CHALLENGE
Please count the lines in the items below that contain the word "kitchen", and give only that number.
(begin)
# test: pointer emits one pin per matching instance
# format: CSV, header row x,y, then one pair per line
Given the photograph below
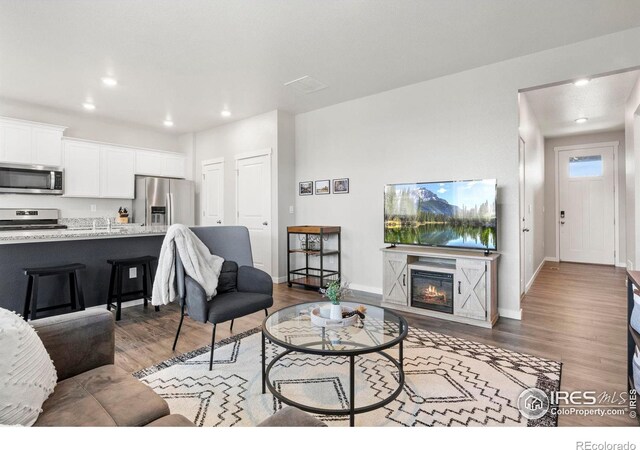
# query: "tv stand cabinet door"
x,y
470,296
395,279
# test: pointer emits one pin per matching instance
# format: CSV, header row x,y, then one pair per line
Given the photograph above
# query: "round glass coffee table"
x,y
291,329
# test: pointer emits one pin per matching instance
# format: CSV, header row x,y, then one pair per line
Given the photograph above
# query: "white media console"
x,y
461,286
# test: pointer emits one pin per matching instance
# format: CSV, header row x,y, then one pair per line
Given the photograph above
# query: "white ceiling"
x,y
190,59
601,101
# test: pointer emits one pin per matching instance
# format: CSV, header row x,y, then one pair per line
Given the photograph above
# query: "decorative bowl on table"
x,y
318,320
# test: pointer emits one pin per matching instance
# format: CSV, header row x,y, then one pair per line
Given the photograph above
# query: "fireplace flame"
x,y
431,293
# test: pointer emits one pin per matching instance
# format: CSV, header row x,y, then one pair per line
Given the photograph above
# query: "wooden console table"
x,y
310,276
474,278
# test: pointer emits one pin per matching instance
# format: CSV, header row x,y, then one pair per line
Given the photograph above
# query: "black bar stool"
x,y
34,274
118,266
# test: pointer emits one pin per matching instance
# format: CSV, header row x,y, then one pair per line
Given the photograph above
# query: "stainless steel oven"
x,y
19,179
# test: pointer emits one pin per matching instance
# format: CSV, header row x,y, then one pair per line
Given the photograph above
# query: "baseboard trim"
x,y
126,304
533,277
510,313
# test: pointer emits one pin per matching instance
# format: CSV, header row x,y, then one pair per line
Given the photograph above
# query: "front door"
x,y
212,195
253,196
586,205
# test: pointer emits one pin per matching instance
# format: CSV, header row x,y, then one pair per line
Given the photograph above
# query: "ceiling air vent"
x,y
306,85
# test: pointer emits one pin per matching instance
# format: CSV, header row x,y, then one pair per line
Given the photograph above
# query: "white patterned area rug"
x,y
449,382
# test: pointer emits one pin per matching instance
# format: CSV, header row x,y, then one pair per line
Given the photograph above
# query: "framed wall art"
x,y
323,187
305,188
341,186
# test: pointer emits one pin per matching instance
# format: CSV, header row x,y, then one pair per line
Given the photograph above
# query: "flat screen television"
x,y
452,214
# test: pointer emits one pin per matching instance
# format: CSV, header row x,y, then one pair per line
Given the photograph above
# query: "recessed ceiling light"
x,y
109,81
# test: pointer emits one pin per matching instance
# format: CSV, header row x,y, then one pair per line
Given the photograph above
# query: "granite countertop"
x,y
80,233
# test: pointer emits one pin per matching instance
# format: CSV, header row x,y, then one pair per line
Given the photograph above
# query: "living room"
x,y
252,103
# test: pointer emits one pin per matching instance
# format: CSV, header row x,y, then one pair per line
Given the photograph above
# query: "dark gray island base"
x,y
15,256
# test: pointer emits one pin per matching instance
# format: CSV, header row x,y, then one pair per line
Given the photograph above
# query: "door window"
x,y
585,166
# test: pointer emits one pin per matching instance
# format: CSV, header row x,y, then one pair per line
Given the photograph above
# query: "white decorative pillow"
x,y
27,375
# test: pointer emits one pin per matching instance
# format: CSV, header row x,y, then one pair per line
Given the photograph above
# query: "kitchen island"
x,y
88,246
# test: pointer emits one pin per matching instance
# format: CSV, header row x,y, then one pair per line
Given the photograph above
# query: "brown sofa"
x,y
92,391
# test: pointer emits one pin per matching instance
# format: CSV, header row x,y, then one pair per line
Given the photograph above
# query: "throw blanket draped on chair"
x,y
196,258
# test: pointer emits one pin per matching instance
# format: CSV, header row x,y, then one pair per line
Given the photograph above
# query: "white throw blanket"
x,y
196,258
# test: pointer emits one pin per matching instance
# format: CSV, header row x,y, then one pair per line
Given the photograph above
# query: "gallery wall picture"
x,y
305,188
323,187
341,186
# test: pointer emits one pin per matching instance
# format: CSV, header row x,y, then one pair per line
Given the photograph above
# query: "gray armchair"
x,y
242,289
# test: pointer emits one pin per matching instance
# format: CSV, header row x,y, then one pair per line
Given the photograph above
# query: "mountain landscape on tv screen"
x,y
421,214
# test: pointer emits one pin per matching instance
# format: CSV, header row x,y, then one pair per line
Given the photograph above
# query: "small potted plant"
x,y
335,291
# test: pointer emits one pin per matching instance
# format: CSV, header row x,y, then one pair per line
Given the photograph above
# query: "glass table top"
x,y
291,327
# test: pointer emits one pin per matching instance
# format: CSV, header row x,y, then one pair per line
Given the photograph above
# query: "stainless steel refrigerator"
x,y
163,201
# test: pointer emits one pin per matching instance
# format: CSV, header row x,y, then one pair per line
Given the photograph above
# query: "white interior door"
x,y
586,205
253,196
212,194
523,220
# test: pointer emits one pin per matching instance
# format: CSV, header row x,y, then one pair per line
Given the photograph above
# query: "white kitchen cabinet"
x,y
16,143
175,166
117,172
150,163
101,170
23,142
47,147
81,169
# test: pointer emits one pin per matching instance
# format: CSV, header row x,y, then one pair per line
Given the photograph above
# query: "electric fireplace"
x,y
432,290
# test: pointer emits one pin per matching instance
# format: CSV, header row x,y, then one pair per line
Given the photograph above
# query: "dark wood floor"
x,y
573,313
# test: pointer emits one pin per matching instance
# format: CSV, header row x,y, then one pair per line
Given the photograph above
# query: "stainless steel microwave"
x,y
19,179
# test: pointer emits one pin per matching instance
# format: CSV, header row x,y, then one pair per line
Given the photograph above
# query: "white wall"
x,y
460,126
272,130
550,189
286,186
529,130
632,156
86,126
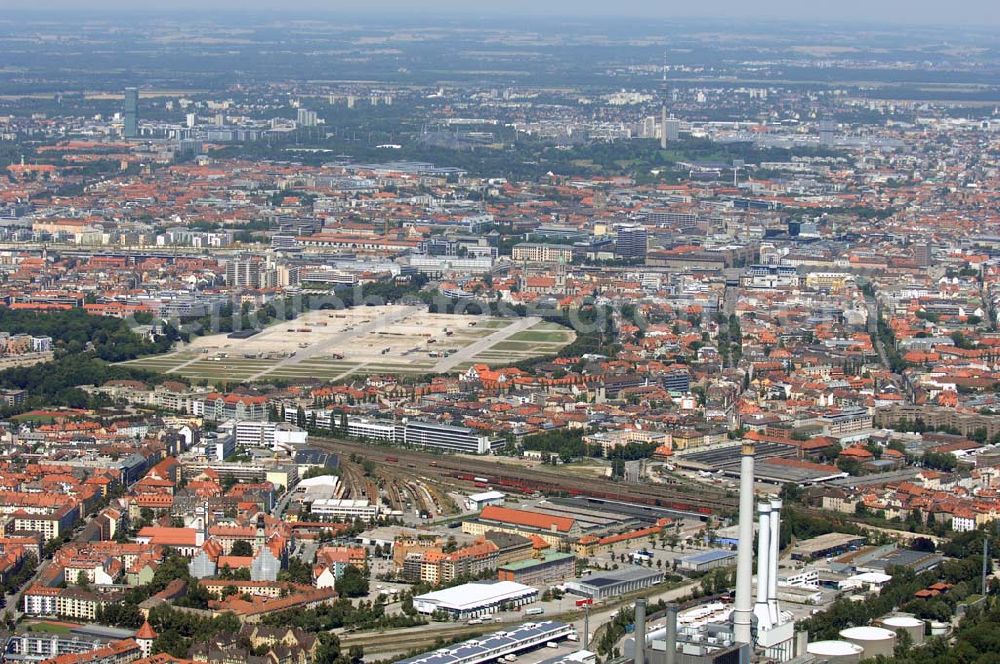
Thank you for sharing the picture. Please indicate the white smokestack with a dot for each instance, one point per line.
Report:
(end)
(begin)
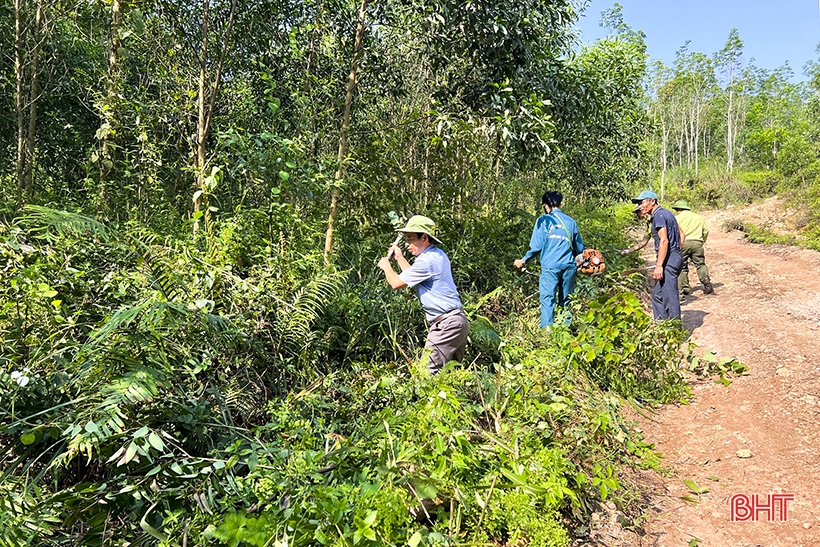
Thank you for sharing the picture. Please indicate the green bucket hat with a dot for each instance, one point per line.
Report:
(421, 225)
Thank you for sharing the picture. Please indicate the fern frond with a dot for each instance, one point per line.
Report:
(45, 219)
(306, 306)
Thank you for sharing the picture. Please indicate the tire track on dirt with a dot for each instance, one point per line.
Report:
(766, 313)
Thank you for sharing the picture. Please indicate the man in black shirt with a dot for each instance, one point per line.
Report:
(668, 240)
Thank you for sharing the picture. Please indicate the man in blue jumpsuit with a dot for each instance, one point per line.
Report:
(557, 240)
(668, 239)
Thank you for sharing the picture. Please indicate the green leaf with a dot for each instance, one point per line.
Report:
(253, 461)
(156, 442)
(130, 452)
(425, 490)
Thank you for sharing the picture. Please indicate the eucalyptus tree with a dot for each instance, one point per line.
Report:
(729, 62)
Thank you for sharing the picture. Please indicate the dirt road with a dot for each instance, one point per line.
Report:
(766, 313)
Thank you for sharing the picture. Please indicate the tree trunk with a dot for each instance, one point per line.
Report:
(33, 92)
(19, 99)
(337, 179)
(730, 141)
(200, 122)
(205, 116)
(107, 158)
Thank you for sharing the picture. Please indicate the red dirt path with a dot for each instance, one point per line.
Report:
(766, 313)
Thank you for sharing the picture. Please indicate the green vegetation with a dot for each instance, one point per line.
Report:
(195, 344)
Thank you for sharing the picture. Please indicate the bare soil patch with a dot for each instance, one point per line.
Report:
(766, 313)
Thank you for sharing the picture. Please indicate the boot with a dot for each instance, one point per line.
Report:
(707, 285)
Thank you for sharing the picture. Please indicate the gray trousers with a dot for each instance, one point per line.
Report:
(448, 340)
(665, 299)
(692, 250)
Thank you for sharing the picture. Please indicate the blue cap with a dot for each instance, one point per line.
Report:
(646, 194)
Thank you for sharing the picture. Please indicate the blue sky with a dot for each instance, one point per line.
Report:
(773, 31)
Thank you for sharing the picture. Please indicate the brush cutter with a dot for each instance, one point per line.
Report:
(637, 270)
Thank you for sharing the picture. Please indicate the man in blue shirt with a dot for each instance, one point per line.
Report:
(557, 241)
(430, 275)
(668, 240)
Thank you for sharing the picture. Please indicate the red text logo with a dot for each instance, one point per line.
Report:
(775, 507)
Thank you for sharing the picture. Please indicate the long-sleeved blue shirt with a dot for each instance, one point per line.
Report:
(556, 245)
(end)
(begin)
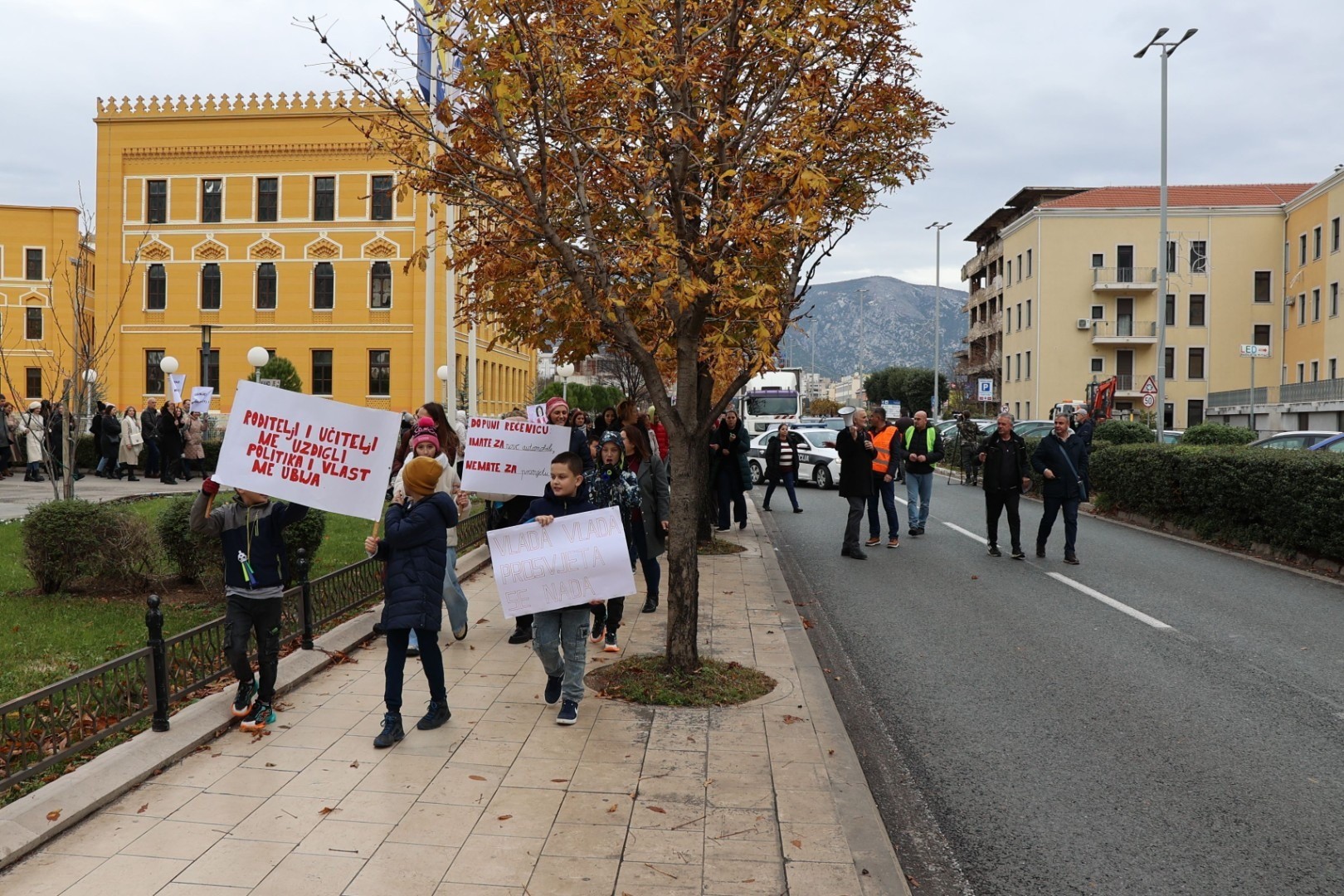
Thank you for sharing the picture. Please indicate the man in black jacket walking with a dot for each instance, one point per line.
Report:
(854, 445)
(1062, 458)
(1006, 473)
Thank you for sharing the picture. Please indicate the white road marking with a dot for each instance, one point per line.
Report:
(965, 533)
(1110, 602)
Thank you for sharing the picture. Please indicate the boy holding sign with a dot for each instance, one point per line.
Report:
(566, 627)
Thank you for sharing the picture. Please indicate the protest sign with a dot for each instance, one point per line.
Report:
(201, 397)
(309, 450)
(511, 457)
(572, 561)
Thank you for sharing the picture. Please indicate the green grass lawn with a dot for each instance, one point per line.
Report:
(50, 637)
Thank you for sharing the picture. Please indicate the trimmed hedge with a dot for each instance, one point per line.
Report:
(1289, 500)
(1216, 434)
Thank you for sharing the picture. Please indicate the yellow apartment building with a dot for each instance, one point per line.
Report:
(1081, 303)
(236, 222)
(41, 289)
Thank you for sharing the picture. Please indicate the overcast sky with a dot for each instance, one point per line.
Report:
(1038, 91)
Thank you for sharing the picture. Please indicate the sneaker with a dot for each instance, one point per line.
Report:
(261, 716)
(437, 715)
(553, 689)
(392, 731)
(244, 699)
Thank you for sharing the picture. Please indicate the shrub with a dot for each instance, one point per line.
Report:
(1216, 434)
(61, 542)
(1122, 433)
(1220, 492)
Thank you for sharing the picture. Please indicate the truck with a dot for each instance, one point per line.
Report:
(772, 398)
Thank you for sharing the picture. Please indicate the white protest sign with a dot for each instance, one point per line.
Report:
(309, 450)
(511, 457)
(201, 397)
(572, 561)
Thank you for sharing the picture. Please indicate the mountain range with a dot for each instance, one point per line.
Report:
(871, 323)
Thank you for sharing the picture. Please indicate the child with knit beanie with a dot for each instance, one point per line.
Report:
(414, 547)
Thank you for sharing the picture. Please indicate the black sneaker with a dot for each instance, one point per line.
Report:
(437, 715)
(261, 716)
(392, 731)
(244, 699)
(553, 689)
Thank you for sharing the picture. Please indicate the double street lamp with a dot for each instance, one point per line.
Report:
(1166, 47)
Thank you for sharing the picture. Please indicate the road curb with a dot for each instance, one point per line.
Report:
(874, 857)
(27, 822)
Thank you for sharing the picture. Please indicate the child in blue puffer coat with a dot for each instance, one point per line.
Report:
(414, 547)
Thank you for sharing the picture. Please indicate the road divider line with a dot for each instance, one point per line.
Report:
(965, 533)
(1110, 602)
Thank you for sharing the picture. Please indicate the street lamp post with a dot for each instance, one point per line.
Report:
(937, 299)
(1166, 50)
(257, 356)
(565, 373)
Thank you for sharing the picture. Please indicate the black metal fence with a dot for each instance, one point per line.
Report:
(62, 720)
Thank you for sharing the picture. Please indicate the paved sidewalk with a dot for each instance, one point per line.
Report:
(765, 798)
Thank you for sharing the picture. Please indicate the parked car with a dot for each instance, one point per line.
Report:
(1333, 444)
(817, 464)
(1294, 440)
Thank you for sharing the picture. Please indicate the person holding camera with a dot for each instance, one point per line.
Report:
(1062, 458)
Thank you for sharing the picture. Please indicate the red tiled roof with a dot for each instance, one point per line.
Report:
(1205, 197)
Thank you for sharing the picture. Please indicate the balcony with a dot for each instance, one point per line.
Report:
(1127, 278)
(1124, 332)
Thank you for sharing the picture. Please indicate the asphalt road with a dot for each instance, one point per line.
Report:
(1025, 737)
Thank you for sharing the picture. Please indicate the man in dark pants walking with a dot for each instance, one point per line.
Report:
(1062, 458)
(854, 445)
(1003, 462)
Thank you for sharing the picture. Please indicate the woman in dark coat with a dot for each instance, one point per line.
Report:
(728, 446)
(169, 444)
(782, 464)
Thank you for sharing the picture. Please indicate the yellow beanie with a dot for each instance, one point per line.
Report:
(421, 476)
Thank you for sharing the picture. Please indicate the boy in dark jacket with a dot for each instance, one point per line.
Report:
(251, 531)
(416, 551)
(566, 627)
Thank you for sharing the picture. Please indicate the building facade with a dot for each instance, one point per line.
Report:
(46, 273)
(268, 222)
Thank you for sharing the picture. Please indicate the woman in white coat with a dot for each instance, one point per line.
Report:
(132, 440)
(end)
THE RESPONSE
2